- [Exercise details]
Please pull out every line in the records below that contains the word "green".

- [Input data]
↓
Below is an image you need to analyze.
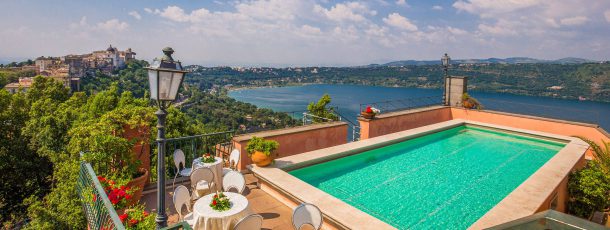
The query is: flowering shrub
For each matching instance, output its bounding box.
[93,176,133,210]
[201,153,216,163]
[364,106,381,114]
[210,192,231,212]
[119,205,156,230]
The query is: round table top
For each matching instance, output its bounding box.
[193,157,222,168]
[193,192,248,218]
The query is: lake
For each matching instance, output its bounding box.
[229,84,610,131]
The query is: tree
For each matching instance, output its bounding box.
[307,94,338,122]
[0,90,51,228]
[568,137,610,219]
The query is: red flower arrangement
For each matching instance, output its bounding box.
[201,153,216,163]
[119,205,155,229]
[93,176,133,209]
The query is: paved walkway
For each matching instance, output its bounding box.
[141,174,292,230]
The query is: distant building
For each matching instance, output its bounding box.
[4,77,33,93]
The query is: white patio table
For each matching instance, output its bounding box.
[193,192,252,230]
[193,157,222,191]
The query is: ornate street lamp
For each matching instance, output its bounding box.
[146,47,188,229]
[441,53,451,105]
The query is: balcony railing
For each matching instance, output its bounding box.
[150,131,235,182]
[360,96,442,113]
[76,153,191,230]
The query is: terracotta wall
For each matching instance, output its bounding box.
[233,122,348,170]
[358,106,452,140]
[451,107,610,157]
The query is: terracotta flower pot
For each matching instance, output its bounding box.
[127,168,148,205]
[250,151,272,167]
[462,100,474,109]
[360,112,375,119]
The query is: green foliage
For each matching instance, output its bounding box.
[568,161,610,219]
[0,90,51,229]
[568,137,610,218]
[462,93,483,109]
[183,88,298,132]
[307,94,338,122]
[246,137,280,156]
[578,137,610,172]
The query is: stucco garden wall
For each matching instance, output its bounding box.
[233,121,348,170]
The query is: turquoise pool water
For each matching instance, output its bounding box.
[289,126,565,229]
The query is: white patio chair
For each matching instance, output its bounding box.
[233,214,263,230]
[173,185,195,227]
[191,168,214,200]
[292,203,322,230]
[222,171,246,193]
[222,149,241,176]
[172,149,192,188]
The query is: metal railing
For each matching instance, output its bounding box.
[76,153,125,230]
[76,152,192,230]
[150,131,235,182]
[360,96,442,113]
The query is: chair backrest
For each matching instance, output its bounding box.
[174,149,186,171]
[292,203,322,230]
[174,185,191,219]
[229,149,241,169]
[191,167,214,187]
[222,171,246,193]
[233,214,263,230]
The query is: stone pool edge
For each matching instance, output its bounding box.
[248,119,588,229]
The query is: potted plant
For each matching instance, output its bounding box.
[119,205,157,230]
[462,93,483,109]
[360,106,381,119]
[246,137,280,167]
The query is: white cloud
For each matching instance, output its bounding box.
[478,24,517,36]
[314,2,377,22]
[453,0,544,17]
[95,18,129,32]
[128,10,142,20]
[382,13,417,31]
[559,16,589,26]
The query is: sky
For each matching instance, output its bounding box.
[0,0,610,66]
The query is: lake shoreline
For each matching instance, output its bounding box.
[227,83,610,103]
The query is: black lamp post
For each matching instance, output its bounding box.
[146,47,188,229]
[441,53,451,105]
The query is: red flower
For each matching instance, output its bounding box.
[119,213,128,223]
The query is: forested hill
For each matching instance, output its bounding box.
[187,62,610,102]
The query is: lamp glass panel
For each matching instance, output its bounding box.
[170,72,184,101]
[158,71,172,101]
[148,70,159,100]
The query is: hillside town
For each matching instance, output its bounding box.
[4,45,136,93]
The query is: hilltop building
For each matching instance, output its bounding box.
[4,77,32,93]
[5,45,136,93]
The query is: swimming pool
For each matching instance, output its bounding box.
[288,125,565,229]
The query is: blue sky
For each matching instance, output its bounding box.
[0,0,610,66]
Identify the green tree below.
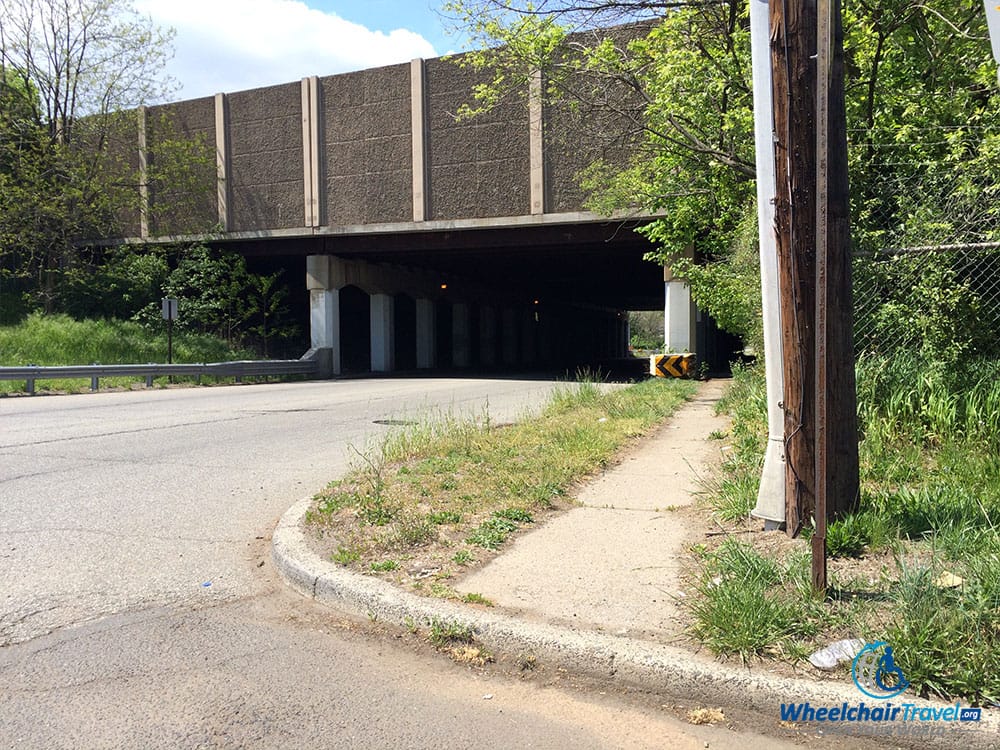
[0,0,171,312]
[446,0,1000,352]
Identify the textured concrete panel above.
[426,59,531,219]
[543,24,649,213]
[321,64,413,225]
[229,82,305,231]
[146,97,219,235]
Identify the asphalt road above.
[0,379,808,750]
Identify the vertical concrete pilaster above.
[410,58,427,221]
[528,70,545,215]
[479,307,497,367]
[416,299,437,370]
[137,107,149,239]
[302,76,326,227]
[451,303,472,367]
[215,94,232,232]
[371,294,396,372]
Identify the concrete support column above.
[451,303,472,367]
[663,281,691,352]
[416,299,437,370]
[500,307,517,365]
[309,289,341,378]
[479,307,497,367]
[371,294,395,372]
[521,308,538,365]
[306,255,341,378]
[663,256,694,352]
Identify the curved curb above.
[272,498,1000,750]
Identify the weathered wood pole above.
[770,0,858,536]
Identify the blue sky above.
[135,0,462,100]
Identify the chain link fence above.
[850,126,1000,361]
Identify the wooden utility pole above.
[769,0,858,536]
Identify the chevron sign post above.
[649,354,698,378]
[983,0,1000,78]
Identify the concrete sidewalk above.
[454,380,728,641]
[272,381,1000,748]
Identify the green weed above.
[429,620,475,648]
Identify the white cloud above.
[135,0,436,99]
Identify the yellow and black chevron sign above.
[649,354,698,378]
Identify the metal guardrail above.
[0,353,319,394]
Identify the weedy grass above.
[0,313,257,393]
[307,380,697,593]
[691,354,1000,705]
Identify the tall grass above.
[0,313,256,392]
[694,353,1000,703]
[307,379,696,590]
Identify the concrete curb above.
[272,498,1000,750]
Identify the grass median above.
[0,313,258,394]
[306,379,697,606]
[691,356,1000,705]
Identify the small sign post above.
[161,297,177,365]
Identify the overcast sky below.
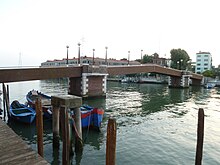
[0,0,220,67]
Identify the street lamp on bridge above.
[66,45,69,65]
[78,43,81,65]
[92,49,95,65]
[128,51,130,65]
[105,46,108,65]
[141,50,143,64]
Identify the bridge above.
[0,64,203,97]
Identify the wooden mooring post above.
[51,95,83,165]
[35,97,44,157]
[195,108,204,165]
[2,83,10,121]
[106,119,117,165]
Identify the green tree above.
[170,49,190,70]
[142,54,153,64]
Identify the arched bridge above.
[0,64,203,97]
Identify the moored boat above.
[9,100,36,124]
[72,105,104,130]
[26,90,104,129]
[204,83,215,89]
[26,90,52,119]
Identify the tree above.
[170,49,190,70]
[142,54,153,64]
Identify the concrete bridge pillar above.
[168,71,191,88]
[68,65,108,97]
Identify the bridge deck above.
[0,119,49,165]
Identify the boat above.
[9,100,36,124]
[71,105,104,130]
[26,90,104,129]
[26,89,52,119]
[204,83,215,89]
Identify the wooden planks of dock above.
[0,119,49,165]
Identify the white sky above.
[0,0,220,67]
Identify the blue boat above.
[9,100,36,124]
[204,83,215,89]
[26,90,52,119]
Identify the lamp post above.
[180,59,183,70]
[128,51,130,65]
[78,43,81,65]
[92,49,95,65]
[141,50,143,64]
[66,45,69,65]
[105,46,108,65]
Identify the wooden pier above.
[0,119,49,165]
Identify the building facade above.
[41,56,140,67]
[195,52,212,73]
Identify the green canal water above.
[0,80,220,165]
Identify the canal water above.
[0,79,220,165]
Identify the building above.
[195,51,212,73]
[41,56,140,67]
[153,53,167,66]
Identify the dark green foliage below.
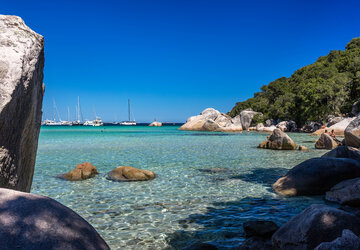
[229,38,360,125]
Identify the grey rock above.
[272,205,360,250]
[321,146,360,162]
[265,119,276,127]
[315,229,360,250]
[243,220,279,238]
[327,116,344,127]
[0,15,44,192]
[272,157,360,196]
[315,133,339,149]
[325,178,360,207]
[258,128,297,150]
[0,188,110,250]
[240,109,260,130]
[344,117,360,148]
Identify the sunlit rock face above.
[0,15,44,192]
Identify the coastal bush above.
[229,38,360,125]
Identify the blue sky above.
[0,0,360,122]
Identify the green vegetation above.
[229,38,360,125]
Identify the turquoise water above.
[32,126,326,249]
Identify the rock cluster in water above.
[179,108,260,132]
[61,162,99,181]
[108,166,156,181]
[0,15,44,192]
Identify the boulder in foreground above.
[315,133,339,149]
[272,205,360,250]
[0,15,45,192]
[344,117,360,148]
[0,188,110,250]
[315,229,360,250]
[108,166,156,181]
[258,128,297,150]
[272,157,360,196]
[62,162,99,181]
[325,178,360,207]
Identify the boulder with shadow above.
[272,205,360,250]
[60,162,99,181]
[272,157,360,196]
[258,128,297,150]
[108,166,156,181]
[315,133,339,149]
[0,188,110,250]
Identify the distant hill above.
[229,37,360,125]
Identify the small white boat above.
[119,99,136,126]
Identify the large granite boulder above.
[258,128,297,150]
[0,188,110,250]
[179,108,242,132]
[344,117,360,148]
[240,109,260,130]
[315,229,360,250]
[0,15,44,192]
[315,133,339,149]
[60,162,99,181]
[272,205,360,250]
[312,117,355,137]
[108,166,156,181]
[321,146,360,162]
[272,157,360,196]
[325,178,360,207]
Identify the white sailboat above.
[120,99,136,126]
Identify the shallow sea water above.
[31,126,332,249]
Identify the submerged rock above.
[272,157,360,196]
[149,121,162,127]
[344,117,360,148]
[315,133,339,149]
[258,128,297,150]
[0,188,110,250]
[108,166,156,181]
[315,229,360,250]
[325,178,360,207]
[61,162,99,181]
[321,146,360,162]
[272,205,360,250]
[243,220,279,238]
[0,15,44,192]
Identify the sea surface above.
[31,126,332,249]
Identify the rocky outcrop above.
[344,117,360,148]
[149,121,162,127]
[0,15,44,192]
[321,146,360,162]
[179,108,252,132]
[108,166,156,181]
[315,133,339,149]
[0,188,110,250]
[258,128,297,150]
[325,178,360,207]
[276,121,297,132]
[272,157,360,196]
[60,162,99,181]
[315,229,360,250]
[272,205,360,250]
[312,117,355,137]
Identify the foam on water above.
[32,126,325,249]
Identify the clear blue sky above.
[0,0,360,122]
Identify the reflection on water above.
[32,127,326,249]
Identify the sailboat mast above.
[128,99,130,121]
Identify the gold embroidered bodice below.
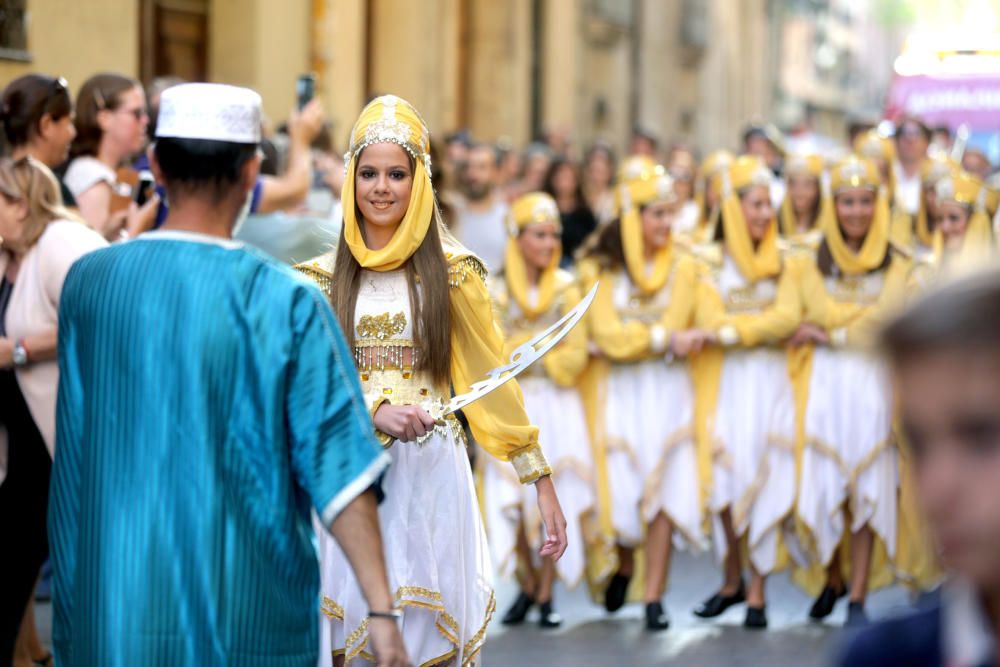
[612,261,677,324]
[712,254,778,313]
[823,270,886,305]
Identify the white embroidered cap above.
[156,83,261,144]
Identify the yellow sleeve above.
[588,271,669,362]
[542,285,590,387]
[449,259,552,484]
[698,263,801,347]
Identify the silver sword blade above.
[435,283,600,419]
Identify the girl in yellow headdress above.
[298,95,566,665]
[589,167,708,630]
[695,156,798,628]
[932,171,995,276]
[778,155,825,248]
[790,156,910,624]
[481,192,594,628]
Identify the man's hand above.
[372,403,434,442]
[288,99,323,148]
[535,475,566,561]
[368,618,413,667]
[0,338,14,370]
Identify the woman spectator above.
[545,157,597,268]
[583,142,617,225]
[64,74,156,240]
[0,157,106,662]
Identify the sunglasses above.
[115,107,149,121]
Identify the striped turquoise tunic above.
[49,232,387,667]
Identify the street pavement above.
[484,554,911,667]
[37,554,911,667]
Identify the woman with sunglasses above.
[0,157,106,664]
[0,74,76,201]
[64,74,156,240]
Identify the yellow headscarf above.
[694,150,736,229]
[620,165,677,294]
[916,155,961,246]
[721,155,781,282]
[823,155,889,275]
[854,129,896,204]
[778,154,826,238]
[615,155,656,217]
[933,171,992,268]
[341,95,434,271]
[504,192,562,320]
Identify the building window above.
[0,0,31,61]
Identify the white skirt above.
[320,420,496,665]
[710,348,795,574]
[480,376,595,588]
[605,359,705,550]
[797,348,899,563]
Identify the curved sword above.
[433,283,600,419]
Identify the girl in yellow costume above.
[778,155,825,248]
[298,95,566,665]
[589,167,706,630]
[933,171,995,276]
[791,156,910,624]
[480,192,594,628]
[695,156,798,628]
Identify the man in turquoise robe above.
[49,84,407,667]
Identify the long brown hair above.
[70,74,142,159]
[0,74,73,149]
[331,158,451,386]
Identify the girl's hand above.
[535,475,566,561]
[372,403,434,442]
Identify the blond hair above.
[0,157,82,248]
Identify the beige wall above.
[208,0,311,124]
[0,0,139,93]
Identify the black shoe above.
[694,581,747,618]
[809,586,847,621]
[743,607,767,630]
[500,592,535,625]
[646,602,670,632]
[844,602,868,628]
[538,600,562,628]
[604,574,632,614]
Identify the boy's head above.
[883,272,1000,589]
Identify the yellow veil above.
[341,95,435,271]
[778,154,827,238]
[823,155,889,275]
[932,171,992,269]
[722,155,781,282]
[504,192,562,320]
[620,165,677,294]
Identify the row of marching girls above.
[482,147,991,630]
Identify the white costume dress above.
[591,257,705,550]
[797,260,899,564]
[298,254,548,666]
[479,270,596,588]
[699,254,795,574]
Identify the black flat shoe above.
[500,592,535,625]
[604,574,632,614]
[809,586,847,621]
[743,607,767,630]
[538,600,562,628]
[694,581,747,618]
[646,602,670,632]
[844,602,868,628]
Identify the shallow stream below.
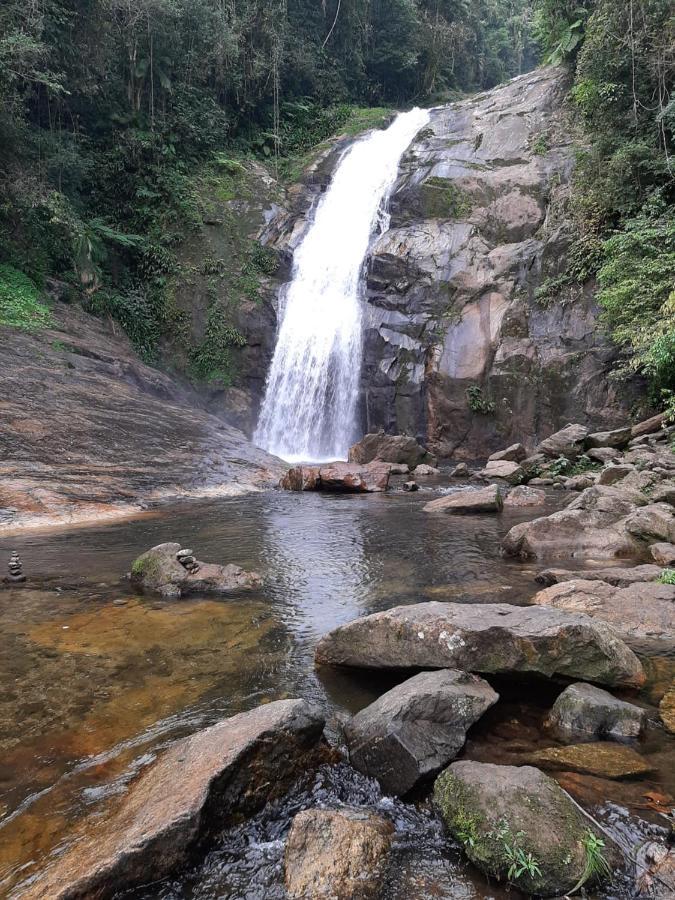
[0,480,675,900]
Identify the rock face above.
[423,484,504,515]
[349,431,436,469]
[546,684,647,742]
[279,461,391,494]
[533,580,675,648]
[434,761,608,897]
[316,601,644,685]
[27,700,324,900]
[284,808,394,900]
[0,302,283,530]
[345,669,499,796]
[532,744,652,779]
[131,543,262,600]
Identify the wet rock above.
[27,700,324,900]
[284,807,394,900]
[349,431,436,469]
[415,463,441,475]
[659,685,675,734]
[131,543,262,600]
[532,743,653,780]
[546,683,647,743]
[316,601,644,685]
[434,761,612,897]
[535,565,661,587]
[533,579,675,648]
[649,543,675,566]
[346,669,499,796]
[504,485,546,509]
[586,426,633,450]
[479,460,525,484]
[423,484,504,515]
[279,462,391,494]
[535,425,588,459]
[488,444,527,463]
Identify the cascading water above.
[254,109,429,462]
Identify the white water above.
[254,109,429,462]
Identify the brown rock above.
[284,808,394,900]
[531,743,653,779]
[22,700,324,900]
[423,484,504,515]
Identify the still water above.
[0,482,675,898]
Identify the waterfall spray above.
[254,109,429,462]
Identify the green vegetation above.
[533,0,675,416]
[0,264,52,331]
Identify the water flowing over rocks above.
[131,543,262,600]
[546,684,647,743]
[284,808,394,900]
[434,761,613,897]
[21,700,324,900]
[315,601,645,686]
[345,670,499,796]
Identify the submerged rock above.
[423,484,504,515]
[27,700,324,900]
[284,807,394,900]
[345,669,499,796]
[532,743,653,779]
[316,601,645,686]
[546,684,647,742]
[533,579,675,648]
[434,761,611,897]
[349,431,436,469]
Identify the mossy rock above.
[434,761,615,897]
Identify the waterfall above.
[254,109,429,462]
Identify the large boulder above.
[423,484,504,515]
[434,761,611,897]
[345,669,499,796]
[279,461,391,494]
[532,743,653,779]
[535,425,588,459]
[22,700,324,900]
[284,807,394,900]
[349,431,436,469]
[533,579,675,649]
[546,683,647,743]
[316,601,644,685]
[130,543,262,599]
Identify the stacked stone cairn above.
[5,550,26,584]
[176,550,199,575]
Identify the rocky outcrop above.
[279,461,391,494]
[21,700,324,900]
[316,602,644,685]
[131,543,262,600]
[284,807,394,900]
[0,302,283,530]
[533,580,675,649]
[434,761,612,897]
[546,684,647,743]
[345,670,499,796]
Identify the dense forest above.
[0,0,675,403]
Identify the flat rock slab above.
[422,484,503,515]
[131,543,262,599]
[316,601,645,685]
[284,807,394,900]
[345,669,499,796]
[434,761,613,897]
[21,700,324,900]
[531,743,653,779]
[546,684,647,742]
[533,579,675,648]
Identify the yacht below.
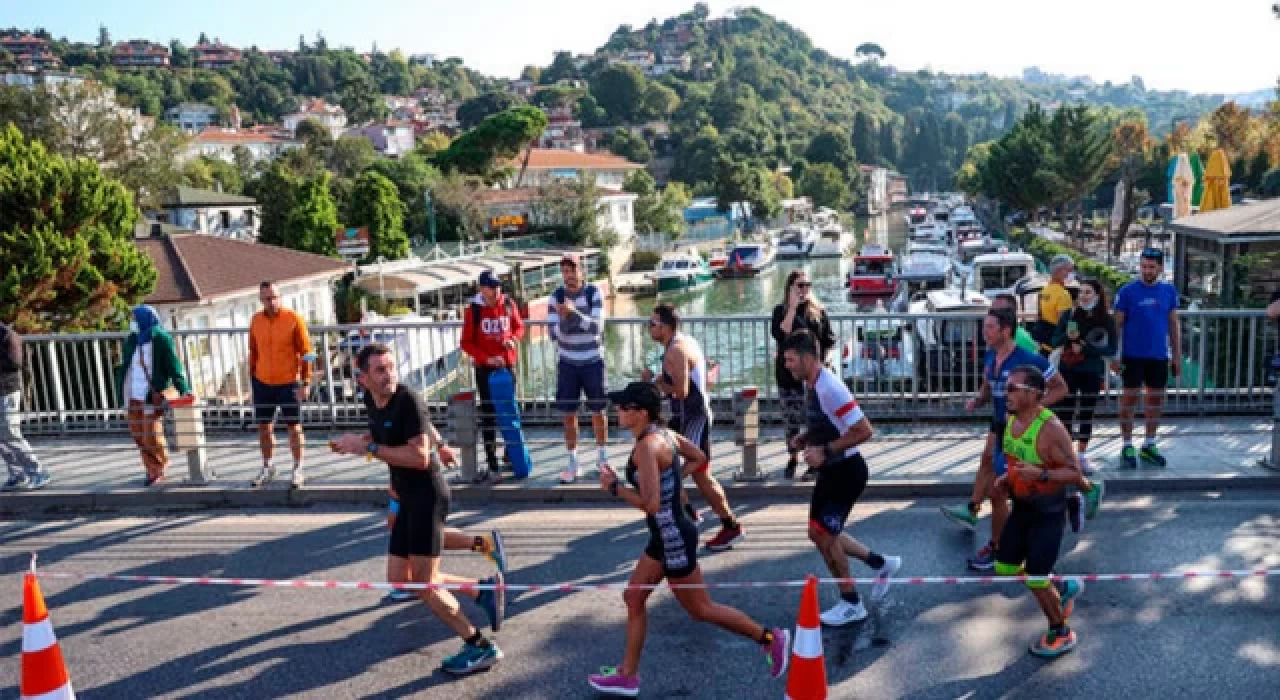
[777,221,818,259]
[653,251,713,294]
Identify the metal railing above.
[15,310,1280,433]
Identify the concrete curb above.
[0,472,1280,517]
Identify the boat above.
[847,243,897,297]
[653,251,714,294]
[777,223,818,259]
[809,220,854,257]
[716,241,776,279]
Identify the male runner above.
[782,330,902,627]
[640,303,746,552]
[942,308,1066,571]
[332,343,506,674]
[996,365,1091,659]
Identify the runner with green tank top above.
[996,365,1093,659]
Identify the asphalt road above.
[0,493,1280,700]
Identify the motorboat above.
[777,223,818,259]
[847,243,897,297]
[717,241,777,278]
[809,220,854,257]
[653,251,714,294]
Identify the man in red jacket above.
[462,270,525,473]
↑
- [Solution to the problem]
The query is: green foliage
Identify the green tree below.
Identify the green weed above.
Identify the green tree above.
Identify the green canal water above.
Identify the dark green foliage below.
Identify the green vegetation above.
Identify the green vegetation above.
Identify the runner with green tank top above.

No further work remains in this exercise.